═══ Recorded information

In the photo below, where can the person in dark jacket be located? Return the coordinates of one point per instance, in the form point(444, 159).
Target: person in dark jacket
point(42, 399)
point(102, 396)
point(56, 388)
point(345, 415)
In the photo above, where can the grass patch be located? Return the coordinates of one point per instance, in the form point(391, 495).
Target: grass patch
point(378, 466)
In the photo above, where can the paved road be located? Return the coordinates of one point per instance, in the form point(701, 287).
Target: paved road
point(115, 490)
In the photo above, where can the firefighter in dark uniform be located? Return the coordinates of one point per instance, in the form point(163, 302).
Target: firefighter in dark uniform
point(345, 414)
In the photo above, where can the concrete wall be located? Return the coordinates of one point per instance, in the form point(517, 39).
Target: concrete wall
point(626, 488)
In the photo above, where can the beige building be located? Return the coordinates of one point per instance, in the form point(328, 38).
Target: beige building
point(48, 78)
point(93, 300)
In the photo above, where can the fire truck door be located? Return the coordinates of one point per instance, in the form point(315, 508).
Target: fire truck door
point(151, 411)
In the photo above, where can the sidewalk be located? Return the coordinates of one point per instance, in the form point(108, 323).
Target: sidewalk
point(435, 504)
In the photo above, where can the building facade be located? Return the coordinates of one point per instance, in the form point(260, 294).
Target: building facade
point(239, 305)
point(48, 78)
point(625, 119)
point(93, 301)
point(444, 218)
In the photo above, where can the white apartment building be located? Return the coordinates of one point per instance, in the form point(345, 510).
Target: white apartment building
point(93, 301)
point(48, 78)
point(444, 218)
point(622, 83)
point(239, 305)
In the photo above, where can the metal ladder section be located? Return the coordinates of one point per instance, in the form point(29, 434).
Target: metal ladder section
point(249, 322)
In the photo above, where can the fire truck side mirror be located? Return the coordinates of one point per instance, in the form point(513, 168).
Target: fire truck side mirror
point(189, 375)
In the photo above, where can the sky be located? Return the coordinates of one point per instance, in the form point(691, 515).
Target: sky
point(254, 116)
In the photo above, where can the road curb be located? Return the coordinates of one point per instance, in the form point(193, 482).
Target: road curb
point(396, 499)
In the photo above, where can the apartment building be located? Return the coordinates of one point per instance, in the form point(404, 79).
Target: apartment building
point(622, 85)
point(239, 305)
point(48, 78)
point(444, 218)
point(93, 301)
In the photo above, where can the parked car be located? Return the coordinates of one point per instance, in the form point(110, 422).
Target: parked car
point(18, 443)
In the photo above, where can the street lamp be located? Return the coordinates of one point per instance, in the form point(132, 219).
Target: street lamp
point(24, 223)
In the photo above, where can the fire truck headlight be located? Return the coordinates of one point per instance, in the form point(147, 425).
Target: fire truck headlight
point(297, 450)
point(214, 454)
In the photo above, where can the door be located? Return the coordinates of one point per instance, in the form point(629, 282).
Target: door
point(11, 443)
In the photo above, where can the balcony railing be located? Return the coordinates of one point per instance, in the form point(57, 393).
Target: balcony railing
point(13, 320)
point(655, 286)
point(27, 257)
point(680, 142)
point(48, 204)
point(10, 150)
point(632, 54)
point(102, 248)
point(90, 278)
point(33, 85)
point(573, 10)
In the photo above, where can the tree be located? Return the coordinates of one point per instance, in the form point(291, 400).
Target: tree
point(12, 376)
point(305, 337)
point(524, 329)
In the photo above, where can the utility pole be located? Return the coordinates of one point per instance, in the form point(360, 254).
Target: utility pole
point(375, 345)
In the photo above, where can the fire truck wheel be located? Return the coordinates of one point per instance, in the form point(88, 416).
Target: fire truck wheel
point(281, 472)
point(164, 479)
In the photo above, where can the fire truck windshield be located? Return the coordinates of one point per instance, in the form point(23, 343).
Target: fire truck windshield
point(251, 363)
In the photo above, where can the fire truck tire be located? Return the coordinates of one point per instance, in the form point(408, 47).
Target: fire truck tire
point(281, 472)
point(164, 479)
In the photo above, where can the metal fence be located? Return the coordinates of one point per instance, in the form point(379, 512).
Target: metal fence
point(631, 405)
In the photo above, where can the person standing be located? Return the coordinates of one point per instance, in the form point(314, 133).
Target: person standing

══════

What to produce ::
Gather from the entries above all lines that include the string "standing".

Exercise answer ::
In the photo above, where can the person standing be located? Return the coordinates of one point per instance, in the form point(314, 133).
Target: person standing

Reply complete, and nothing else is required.